*** Available data ***

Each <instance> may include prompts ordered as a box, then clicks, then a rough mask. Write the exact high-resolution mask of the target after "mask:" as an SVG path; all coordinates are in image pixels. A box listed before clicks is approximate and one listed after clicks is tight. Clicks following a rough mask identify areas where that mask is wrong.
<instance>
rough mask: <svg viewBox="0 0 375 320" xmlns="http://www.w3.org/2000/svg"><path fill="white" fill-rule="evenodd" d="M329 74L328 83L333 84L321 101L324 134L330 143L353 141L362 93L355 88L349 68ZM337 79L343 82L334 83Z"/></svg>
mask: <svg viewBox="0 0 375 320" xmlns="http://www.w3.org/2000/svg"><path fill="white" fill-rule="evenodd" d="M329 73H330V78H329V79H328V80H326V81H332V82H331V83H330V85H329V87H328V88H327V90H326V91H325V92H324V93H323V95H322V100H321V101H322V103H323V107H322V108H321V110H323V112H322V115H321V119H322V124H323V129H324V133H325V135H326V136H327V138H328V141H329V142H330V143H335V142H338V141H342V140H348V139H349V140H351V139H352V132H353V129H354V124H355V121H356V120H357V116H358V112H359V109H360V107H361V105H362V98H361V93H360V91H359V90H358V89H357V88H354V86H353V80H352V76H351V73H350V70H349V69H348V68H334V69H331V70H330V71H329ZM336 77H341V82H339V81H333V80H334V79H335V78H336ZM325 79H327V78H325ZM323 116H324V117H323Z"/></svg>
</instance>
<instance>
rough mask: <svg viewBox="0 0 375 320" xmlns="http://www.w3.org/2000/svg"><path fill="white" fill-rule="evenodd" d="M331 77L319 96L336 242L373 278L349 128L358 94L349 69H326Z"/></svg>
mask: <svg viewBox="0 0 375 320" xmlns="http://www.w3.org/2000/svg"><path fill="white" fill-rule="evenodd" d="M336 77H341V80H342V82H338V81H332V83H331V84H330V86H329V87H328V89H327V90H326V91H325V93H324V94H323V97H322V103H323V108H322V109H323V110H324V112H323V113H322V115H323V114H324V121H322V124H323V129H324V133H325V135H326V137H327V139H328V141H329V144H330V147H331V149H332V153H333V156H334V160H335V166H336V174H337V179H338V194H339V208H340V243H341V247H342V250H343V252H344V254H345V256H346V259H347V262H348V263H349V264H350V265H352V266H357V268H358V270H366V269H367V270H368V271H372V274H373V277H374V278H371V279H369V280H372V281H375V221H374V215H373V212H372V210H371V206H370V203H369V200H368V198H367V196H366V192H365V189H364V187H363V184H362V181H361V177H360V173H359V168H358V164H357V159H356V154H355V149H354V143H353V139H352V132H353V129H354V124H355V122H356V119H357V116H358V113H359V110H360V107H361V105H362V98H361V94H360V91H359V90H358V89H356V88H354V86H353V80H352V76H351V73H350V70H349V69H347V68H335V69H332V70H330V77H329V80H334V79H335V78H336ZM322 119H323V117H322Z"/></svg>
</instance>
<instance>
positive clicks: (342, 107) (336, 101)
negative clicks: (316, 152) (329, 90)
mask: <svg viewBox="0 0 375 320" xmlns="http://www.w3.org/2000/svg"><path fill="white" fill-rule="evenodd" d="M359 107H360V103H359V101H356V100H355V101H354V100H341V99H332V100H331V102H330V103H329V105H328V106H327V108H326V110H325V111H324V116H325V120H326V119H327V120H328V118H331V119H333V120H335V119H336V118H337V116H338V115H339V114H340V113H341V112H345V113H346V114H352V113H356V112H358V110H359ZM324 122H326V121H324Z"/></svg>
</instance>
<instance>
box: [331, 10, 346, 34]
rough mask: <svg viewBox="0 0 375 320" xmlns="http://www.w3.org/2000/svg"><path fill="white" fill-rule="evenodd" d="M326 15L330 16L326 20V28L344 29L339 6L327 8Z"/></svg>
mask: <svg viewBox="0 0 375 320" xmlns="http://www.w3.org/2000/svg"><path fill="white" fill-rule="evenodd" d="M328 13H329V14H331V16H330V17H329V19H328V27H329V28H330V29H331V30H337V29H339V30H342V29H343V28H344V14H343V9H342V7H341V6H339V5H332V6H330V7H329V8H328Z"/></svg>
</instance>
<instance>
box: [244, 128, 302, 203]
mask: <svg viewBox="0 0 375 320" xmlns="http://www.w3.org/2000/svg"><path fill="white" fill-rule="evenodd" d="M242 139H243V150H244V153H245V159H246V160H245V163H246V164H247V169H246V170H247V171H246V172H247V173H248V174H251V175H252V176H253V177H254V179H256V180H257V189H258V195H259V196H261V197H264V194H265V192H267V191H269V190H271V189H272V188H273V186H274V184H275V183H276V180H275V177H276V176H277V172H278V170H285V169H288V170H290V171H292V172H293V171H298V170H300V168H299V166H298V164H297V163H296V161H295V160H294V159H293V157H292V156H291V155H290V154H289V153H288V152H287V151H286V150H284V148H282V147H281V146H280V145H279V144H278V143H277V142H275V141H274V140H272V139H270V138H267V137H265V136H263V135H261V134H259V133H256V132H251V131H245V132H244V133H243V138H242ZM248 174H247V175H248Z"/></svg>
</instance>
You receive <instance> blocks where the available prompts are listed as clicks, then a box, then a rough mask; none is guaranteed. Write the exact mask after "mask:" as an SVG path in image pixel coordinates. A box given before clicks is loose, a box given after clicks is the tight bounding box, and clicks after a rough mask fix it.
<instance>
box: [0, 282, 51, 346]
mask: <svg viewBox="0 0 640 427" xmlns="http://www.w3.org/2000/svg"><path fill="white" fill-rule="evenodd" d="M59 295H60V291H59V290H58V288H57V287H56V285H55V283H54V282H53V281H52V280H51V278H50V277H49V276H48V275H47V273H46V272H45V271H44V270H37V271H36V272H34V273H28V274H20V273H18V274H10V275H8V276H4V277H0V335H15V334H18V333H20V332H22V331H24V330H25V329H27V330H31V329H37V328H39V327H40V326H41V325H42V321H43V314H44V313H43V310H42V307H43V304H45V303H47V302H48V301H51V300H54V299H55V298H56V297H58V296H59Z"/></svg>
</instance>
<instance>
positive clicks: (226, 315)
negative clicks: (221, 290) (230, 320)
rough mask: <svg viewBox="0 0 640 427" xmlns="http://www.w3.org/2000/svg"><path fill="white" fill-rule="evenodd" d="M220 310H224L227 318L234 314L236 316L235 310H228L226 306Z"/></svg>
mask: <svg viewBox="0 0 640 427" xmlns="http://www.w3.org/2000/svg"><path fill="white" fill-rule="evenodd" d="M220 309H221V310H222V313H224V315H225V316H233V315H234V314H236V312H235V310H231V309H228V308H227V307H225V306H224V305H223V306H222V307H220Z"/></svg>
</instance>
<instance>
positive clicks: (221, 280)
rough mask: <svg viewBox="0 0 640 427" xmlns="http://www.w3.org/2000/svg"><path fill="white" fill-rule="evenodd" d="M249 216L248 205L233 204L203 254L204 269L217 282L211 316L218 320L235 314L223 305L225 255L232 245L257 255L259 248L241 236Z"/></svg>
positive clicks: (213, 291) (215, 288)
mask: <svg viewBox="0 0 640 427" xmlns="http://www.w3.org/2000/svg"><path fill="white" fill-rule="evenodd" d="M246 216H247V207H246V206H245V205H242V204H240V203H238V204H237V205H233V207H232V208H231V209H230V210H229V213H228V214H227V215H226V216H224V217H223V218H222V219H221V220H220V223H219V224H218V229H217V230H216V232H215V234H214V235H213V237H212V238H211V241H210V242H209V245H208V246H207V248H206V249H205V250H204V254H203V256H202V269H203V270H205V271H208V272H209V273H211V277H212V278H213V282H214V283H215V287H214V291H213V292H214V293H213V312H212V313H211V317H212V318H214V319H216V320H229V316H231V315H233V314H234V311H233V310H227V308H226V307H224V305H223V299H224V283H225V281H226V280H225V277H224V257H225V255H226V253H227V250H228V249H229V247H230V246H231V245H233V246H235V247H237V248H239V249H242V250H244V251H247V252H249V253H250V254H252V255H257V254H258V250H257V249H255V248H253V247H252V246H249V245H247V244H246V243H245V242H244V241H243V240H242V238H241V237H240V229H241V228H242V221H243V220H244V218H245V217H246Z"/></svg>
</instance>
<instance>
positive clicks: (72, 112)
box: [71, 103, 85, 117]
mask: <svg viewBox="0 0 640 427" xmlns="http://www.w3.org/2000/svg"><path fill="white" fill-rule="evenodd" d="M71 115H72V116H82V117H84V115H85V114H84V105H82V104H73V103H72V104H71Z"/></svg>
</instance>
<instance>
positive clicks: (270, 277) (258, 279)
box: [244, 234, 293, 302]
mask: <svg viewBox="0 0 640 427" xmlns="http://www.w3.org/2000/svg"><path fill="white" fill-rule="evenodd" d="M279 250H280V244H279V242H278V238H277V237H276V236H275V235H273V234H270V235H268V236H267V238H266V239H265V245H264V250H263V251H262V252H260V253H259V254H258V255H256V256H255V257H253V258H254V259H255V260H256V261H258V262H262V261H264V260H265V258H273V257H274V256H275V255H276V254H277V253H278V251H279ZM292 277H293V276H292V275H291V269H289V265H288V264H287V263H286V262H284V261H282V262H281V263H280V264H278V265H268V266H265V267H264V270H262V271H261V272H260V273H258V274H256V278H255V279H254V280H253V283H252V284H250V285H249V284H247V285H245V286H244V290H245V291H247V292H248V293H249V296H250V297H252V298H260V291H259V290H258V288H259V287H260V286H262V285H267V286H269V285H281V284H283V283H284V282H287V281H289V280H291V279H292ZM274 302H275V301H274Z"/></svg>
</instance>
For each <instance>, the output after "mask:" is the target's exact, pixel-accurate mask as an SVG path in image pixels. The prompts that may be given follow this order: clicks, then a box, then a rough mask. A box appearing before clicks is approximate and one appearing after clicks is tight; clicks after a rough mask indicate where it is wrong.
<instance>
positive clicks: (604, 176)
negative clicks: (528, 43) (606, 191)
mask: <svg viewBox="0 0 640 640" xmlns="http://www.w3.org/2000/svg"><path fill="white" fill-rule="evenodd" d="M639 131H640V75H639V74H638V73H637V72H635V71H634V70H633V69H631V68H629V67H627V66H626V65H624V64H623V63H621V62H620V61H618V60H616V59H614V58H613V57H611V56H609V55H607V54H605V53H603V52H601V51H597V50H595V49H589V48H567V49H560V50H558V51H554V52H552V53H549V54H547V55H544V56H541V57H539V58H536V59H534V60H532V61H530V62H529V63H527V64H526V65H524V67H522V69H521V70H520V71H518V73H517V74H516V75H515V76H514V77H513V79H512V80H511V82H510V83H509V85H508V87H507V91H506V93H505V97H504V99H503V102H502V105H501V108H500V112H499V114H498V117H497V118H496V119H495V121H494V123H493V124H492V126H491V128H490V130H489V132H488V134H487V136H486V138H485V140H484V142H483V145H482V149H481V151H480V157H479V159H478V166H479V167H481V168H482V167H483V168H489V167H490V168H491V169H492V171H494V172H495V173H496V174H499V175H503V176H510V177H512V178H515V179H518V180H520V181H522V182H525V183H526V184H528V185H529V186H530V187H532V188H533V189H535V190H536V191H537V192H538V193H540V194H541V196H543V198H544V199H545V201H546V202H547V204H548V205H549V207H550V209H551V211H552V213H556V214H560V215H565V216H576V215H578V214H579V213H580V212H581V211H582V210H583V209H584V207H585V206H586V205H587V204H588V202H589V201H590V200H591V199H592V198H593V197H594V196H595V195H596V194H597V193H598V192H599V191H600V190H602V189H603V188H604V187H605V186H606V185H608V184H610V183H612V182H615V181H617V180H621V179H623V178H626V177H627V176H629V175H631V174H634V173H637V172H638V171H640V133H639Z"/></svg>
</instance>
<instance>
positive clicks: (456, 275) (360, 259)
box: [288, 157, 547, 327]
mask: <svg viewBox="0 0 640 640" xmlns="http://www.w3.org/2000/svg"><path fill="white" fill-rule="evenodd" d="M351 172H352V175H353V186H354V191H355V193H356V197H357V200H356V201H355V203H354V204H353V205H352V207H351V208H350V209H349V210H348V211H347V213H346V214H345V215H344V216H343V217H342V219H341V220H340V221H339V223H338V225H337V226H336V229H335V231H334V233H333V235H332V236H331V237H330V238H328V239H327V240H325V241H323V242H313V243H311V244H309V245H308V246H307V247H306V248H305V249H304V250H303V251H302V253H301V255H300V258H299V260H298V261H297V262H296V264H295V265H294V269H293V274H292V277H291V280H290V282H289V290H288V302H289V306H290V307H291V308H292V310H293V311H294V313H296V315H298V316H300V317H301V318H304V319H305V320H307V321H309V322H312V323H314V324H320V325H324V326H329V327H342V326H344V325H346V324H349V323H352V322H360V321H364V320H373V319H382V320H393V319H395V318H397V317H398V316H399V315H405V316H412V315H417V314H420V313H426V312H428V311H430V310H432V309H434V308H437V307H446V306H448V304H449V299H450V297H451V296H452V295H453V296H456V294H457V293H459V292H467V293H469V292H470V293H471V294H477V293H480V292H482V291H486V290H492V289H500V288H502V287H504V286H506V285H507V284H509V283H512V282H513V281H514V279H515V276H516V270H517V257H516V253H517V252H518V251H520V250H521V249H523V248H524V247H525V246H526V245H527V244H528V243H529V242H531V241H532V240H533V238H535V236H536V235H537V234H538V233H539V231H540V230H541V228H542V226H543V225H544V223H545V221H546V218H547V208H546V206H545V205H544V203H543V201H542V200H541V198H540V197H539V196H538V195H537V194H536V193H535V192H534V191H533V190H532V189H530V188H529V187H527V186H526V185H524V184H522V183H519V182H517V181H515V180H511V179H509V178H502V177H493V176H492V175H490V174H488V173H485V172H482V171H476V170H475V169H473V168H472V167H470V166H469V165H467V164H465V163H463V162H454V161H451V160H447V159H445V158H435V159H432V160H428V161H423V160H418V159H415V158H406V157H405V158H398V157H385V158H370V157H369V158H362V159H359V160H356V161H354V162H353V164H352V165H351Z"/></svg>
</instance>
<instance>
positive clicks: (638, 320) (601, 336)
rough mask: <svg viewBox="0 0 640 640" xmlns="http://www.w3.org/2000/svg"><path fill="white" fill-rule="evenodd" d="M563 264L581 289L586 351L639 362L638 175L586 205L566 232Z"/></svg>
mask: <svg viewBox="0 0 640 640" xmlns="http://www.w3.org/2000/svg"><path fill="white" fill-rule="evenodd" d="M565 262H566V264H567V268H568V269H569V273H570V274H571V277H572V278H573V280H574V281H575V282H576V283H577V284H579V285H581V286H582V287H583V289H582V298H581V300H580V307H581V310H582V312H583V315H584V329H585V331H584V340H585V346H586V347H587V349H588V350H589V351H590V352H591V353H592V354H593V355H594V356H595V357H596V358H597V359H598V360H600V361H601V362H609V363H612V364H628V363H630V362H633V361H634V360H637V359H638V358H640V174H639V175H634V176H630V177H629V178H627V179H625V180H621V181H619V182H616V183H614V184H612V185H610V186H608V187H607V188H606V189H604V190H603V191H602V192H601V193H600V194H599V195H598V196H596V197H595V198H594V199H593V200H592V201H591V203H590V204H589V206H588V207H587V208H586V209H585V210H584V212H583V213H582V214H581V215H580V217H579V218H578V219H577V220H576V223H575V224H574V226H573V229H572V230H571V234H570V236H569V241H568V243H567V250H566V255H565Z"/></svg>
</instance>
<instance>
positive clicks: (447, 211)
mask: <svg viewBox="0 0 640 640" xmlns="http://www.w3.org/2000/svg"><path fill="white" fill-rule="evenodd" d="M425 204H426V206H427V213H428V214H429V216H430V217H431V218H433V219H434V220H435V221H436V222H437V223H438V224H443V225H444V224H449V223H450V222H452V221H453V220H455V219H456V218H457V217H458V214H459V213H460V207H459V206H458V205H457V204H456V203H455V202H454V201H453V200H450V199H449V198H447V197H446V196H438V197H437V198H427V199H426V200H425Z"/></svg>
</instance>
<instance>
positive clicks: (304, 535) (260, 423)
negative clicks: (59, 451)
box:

*** End of Available data ***

=== Problem ===
Among the lines above, find those with the string "pixels" and copy them.

=== Output for this exercise ===
Each <instance> may include prompts ordered as a box, then clicks, then a rough mask. Write the exact high-resolution mask of the target after "mask:" as an SVG path; all coordinates are in image pixels. A box listed before clicks is approximate and one listed after clicks is tight. Clicks following a rough mask identify areas where that mask is wrong.
For each <instance>, the output after "mask:" is the target's exact, pixel-accurate mask as an SVG path in image pixels. The prompts that may be given follow this order: clicks, then a box, then a rough mask. A box appearing before clicks is approximate and one appearing after clicks is tight; clicks after a rough mask indicate where it is wrong.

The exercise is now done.